ACTIVITY:
All that is wanted is the lines from the first line of the listing below through the line containing "box: [0, 40, 299, 450]", written out exactly with pictures left out.

INFORMATION SUPPLIED:
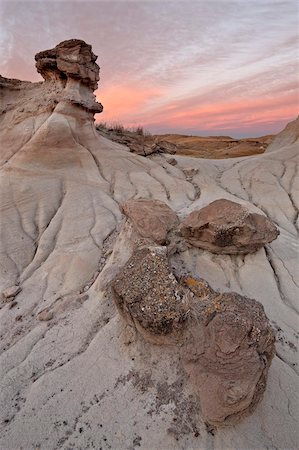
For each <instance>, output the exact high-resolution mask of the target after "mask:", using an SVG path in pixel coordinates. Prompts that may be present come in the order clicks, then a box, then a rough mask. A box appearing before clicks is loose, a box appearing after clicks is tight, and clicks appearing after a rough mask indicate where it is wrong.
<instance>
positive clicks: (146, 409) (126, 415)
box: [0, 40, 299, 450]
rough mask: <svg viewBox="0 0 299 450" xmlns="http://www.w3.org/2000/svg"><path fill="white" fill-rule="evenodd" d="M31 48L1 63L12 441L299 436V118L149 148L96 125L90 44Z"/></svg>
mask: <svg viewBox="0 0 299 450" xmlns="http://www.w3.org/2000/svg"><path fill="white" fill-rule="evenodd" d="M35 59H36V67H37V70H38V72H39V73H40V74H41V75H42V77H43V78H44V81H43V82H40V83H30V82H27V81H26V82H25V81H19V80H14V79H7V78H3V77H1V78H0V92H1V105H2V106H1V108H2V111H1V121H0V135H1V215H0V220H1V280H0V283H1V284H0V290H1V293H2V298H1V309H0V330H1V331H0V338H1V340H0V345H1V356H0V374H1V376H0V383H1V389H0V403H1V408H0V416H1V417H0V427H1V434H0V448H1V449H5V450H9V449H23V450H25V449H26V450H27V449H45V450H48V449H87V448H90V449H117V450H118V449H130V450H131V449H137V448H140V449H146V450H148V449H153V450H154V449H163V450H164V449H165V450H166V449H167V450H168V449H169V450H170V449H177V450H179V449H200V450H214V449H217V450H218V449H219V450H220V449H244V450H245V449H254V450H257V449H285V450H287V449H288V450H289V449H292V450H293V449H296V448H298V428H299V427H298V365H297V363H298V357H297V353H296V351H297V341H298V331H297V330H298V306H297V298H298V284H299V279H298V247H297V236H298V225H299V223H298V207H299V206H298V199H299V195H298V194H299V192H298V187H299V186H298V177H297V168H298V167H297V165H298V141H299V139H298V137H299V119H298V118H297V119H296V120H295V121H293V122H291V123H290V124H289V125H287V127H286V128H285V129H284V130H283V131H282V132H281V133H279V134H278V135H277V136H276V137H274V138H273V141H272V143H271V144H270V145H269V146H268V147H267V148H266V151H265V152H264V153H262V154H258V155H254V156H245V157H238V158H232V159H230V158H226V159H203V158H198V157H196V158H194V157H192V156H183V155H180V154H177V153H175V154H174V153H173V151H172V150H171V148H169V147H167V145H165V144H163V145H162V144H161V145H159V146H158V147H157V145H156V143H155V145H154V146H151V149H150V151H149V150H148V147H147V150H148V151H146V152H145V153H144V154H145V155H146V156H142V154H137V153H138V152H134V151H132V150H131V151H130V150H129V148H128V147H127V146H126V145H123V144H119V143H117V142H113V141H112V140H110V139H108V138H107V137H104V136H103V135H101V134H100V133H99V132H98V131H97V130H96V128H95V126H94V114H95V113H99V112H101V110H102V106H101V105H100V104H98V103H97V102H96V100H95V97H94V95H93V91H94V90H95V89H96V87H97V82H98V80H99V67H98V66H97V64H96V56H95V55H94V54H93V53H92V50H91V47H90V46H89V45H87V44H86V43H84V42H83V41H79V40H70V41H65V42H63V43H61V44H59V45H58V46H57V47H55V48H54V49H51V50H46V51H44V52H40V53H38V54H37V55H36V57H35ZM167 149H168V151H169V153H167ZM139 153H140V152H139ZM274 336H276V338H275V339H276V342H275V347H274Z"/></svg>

EXPECTED ANSWER:
For each <instance>, output the exact high-resolution mask of the target after "mask:", using an SVG path in pixel coordinates. Prompts that may be present come in the order clicks, then a box, then a rough mask. A box appearing before clicks is loose, a box appearing after clicks is tight, and clicks appearing after a rough mask indicate where it is wrong.
<instance>
positive clicks: (146, 409) (126, 415)
box: [0, 40, 299, 450]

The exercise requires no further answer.